- _What you will do_:
Print the NBA Give 'n Go article below verbatim and in full.

- _Given text_:
- The box art for North American release, including an inset of the arcade version of the game.
- Developer: Konami
- Publisher: Konami
- Director: Dr. Lee
- Producer: Dr. Lee
- Programmer: Akihide Tanimura (arcade)
- Artists: Strawberry, Acky, Neo Monkey, Ricky, Champion Lover X (arcade)
- Composers: Mariko Egawa, Mutsuhiko Izumi, Tsutomu Ogura (arcade)
- Platform: Super Nintendo
- Release: JP: September 29, 1995; NA: November 1995; EU: 1995;
- Genres: Sports Arcade basketball
- Modes: Single-player, multiplayer

= NBA Give 'n Go =

1995 video game

NBA Give 'N Go is a 1995 Super Nintendo Entertainment System basketball video game that uses licensed teams from the National Basketball Association. The game is essentially a home version of Konami's arcade game Run and Gun, which featured similar graphics and gameplay but no NBA license. Konami followed up Give 'N Go with Run and Gun 2 and the NBA In The Zone series.

==Gameplay==

NBA Give 'N Go screenshot - the Denver Nuggets play the San Antonio Spurs.

Similar to Run and Gun, the in-game camera is at one end of the basketball court. Gameplay is fast-paced, much like NBA Jam and Konami's own Run and Gun. Elements lifted from arcade basketball games included limited fouls (that automatically lead to free throw shots), faster than real time clock, and basketballs rarely travel out of bounds. Free throw shots are simply a manner of trying to get two dots in the center as possible. The shot always goes in as long as both dots are blue; otherwise the shot always misses.

Gaming options include exhibition, regular season, playoffs, and arcade mode. Certain slam dunks and three-point field goal shots are replayed periodically. A play-by-play announcer comments on the in-game action. In addition to an arcade-style game, players can also customize in-game rules, or play a full-fledged simulation of professional basketball.

- _Collected data_:
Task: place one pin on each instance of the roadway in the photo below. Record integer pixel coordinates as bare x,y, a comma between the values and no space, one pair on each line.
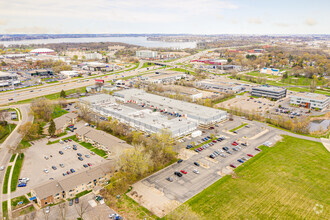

- _Completed task_:
- The box art for North American release, including an inset of the arcade version of the game.
- Developer: Konami
- Publisher: Konami
- Director: Dr. Lee
- Producer: Dr. Lee
- Programmer: Akihide Tanimura (arcade)
- Artists: Strawberry, Acky, Neo Monkey, Ricky, Champion Lover X (arcade)
- Composers: Mariko Egawa, Mutsuhiko Izumi, Tsutomu Ogura (arcade)
- Platform: Super Nintendo
- Release: JP: September 29, 1995; NA: November 1995; EU: 1995;
- Genres: Sports Arcade basketball
- Modes: Single-player, multiplayer

= NBA Give 'n Go =

1995 video game

NBA Give 'N Go is a 1995 Super Nintendo Entertainment System basketball video game that uses licensed teams from the National Basketball Association. The game is essentially a home version of Konami's arcade game Run and Gun, which featured similar graphics and gameplay but no NBA license. Konami followed up Give 'N Go with Run and Gun 2 and the NBA In The Zone series.

==Gameplay==

NBA Give 'N Go screenshot - the Denver Nuggets play the San Antonio Spurs.

Similar to Run and Gun, the in-game camera is at one end of the basketball court. Gameplay is fast-paced, much like NBA Jam and Konami's own Run and Gun. Elements lifted from arcade basketball games included limited fouls (that automatically lead to free throw shots), faster than real time clock, and basketballs rarely travel out of bounds. Free throw shots are simply a manner of trying to get two dots in the center as possible. The shot always goes in as long as both dots are blue; otherwise the shot always misses.

Gaming options include exhibition, regular season, playoffs, and arcade mode. Certain slam dunks and three-point field goal shots are replayed periodically. A play-by-play announcer comments on the in-game action. In addition to an arcade-style game, players can also customize in-game rules, or play a full-fledged simulation of professional basketball.